> PROVIDED PASSAGE
*** Block opens ***

Texas Children's has the luxury of a $650 million endowment, though, and a matchless brand identity as one of the premier pediatric hospitals in the world. Still, Nelson watches the cost side of the equation carefully. In fact, she credits the managed-care companies for forcing her, and all hospital CFOs, to manage expenses more aggressively. With 40 percent of the patients at Texas Children's now insured by managed-care companies, Nelson has squeezed costs from both administrative and clinical processes to preserve margins.
On the mission side, Nelson recently spearheaded the hospital's largest capital-investment project since it opened in 1954: a 1.5 million-square-foot, 15-story addition to the original 4-story building, along with a 16-story outpatient clinical-care center. To manage the expansion, she brought hospital trustees, community leaders, and physicians on board early, along with the Baylor College of Medicine, which uses the hospital as a teaching facility. She also sold the plan to credit analysts, securing a AA/Aa2 Standard & Poor's Corp. rating — the highest for any Texas hospital.
What the Community Needs
For other nonprofits, like Boston Medical Center (BMC), the pressure to contain costs is far more intense. The 547-bed acute-care facility, formed by the 1996 merger of two money-losing nonprofits, originally was given long odds in its overcrowded market. But despite continued operating deficits, BMC still serves as a safety-net hospital for many of Boston's poorest residents.
"About 75 percent of our patients are still either insured by the government or underinsured," says CFO Ron Bartlett proudly. Last year, BMC provided $166 million in charitable care, most of which went unreimbursed. One of Bartlett's jobs is to find ways to continue funding services like neonatal intensive care, which will never be profitable for the hospital. "We wouldn't do it from a profit perspective," says Bartlett, "but our community requires it."
Those services get funded, in large part, by cutting costs elsewhere. Since the merger in 1996 (Bartlett arrived two years later), BMC has reduced the number of beds by about 20 percent, and has consolidated back-office functions like billing and payroll, and lab services for physicians. Bartlett also instituted a just-in-time inventory system, using outside vendors to supply logistical support, and hired pharmacy benefit managers to help control costs for prescription drugs not covered by government insurance.

*** Block closes ***

> WORK ORDER 1
In the article on hospital finances, change the part that opens with the words containing "What the Community" and closes with "Boston's poorest residents." so that "nonprofits" becomes "not-for-profits".
> WORK ORDER 2
Answer these questions from the article on hospital finances:
(a) What percentage of patients at Texas Children's are insured by managed-care companies?
(b) In what year were the two nonprofits merged to form Boston Medical Center?
(c) How much charitable care did BMC provide last year?
> WORK ORDER 3
Continue the article on hospital finances from its last sentence.
The material after this point has nothing to do with the article on hospital finances.

> DATA PROVIDED
*** Block opens ***

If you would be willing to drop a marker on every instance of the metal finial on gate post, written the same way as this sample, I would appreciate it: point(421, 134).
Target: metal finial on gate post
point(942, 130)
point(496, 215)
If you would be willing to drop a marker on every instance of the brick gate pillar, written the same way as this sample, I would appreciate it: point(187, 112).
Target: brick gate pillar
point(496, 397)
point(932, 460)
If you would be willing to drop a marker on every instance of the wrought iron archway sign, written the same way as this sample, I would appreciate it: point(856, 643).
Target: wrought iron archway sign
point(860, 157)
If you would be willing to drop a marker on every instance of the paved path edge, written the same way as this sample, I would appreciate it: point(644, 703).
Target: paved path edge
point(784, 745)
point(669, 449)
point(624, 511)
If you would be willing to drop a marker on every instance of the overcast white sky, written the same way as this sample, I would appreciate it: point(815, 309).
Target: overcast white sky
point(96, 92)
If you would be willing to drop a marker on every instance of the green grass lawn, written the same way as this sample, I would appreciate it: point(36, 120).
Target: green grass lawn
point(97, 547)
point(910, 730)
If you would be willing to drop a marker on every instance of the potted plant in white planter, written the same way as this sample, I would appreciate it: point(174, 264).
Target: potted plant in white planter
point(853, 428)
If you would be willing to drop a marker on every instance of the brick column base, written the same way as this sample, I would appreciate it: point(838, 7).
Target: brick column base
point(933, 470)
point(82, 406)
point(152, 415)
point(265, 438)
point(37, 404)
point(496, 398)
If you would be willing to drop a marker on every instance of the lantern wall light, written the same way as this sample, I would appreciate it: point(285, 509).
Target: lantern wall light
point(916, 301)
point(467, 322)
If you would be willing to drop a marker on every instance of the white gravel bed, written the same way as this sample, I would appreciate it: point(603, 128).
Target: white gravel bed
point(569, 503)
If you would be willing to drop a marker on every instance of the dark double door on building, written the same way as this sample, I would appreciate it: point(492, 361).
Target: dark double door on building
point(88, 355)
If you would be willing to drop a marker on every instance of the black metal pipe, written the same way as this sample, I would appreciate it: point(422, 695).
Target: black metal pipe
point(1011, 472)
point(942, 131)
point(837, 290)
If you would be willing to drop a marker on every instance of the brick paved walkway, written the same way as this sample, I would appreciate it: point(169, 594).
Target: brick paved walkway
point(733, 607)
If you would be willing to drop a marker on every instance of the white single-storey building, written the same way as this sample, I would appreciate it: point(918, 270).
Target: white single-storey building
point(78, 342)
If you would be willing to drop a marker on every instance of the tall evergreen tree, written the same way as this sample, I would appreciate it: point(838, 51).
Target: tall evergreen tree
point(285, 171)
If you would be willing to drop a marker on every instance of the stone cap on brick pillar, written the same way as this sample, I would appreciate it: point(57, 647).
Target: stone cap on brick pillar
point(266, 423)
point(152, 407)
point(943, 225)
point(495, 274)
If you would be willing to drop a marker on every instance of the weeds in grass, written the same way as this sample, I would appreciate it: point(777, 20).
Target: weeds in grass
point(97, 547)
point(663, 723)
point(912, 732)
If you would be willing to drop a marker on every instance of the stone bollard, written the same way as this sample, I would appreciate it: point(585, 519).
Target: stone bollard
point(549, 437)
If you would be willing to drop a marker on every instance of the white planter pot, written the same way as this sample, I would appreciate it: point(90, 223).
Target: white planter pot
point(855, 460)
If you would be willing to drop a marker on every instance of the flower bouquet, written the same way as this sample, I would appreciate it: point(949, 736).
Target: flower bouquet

*** Block closes ***

> TASK ANSWER 1
What the Community Needs
For other not-for-profits, like Boston Medical Center (BMC), the pressure to contain costs is far more intense. The 547-bed acute-care facility, formed by the 1996 merger of two money-losing not-for-profits, originally was given long odds in its overcrowded market. But despite continued operating deficits, BMC still serves as a safety-net hospital for many of Boston's poorest residents.

> TASK ANSWER 2
(a) 40 percent
(b) 1996
(c) $166 million

> TASK ANSWER 3
The number of full-time equivalent workers at BMC has remained flat, despite increased hospital admissions. Labor accounts for more than 60 percent of a typical hospital's expenses, and virtually all hospitals have been increasing the workloads of their existing staffs. (Indeed, the war on costs over the last decade has had the unintended effect of driving nurses, pharmacists, and other lower-paid technical workers out of the industry. Many analysts believe that the resulting shortage of nurses, especially, will continue to hurt hospitals financially.)
Bartlett and BMC are not yet out of the woods. "I spend 20 percent of my day thinking about how we're going to survive," he says. Without a bond rating, because of its continued operating deficits, BMC hasn't issued any debt since 1998. And private donations, which amounted to $10 million last year, aren't enough to fund future investments. "We're going to have to spend between $150 million and $200 million over the next eight years," says Bartlett, "and I don't know where the money will come from."
This kind of financial pressure has in part encouraged some fundamental changes in the way hospitals provide services. Thanks to more-effective drug therapies and less-invasive treatment options, for example, 60 percent of surgical procedures are now performed on an outpatient basis, with little or no hospitalization, according to the AHA. At New York Health and Hospitals Corp., the largest municipally owned health system in the country, the average length of stay per admission has dropped by 35 percent over the past seven years, to 5.3 days, says CFO Rick Langfelder. "Prior to 1994, AIDS and tuberculosis were inpatient conditions for us," he says. "Now we treat them on an outpatient basis."
While hospitals generally receive lower reimbursements for outpatient care from Medicare and managed-care payers, their costs to provide such services are much lower. At New York Health and Hospitals, for example, revenues have fallen from $4.5 billion in 1996 to $4.2 billion last year, but lower costs have enabled it to post operating gains in all five years. The huge health- care system has cut its full-time workforce by 11,000 people over the past six years, and has reduced the number of hospital beds in its 11 acute-care facilities by more than 3,200.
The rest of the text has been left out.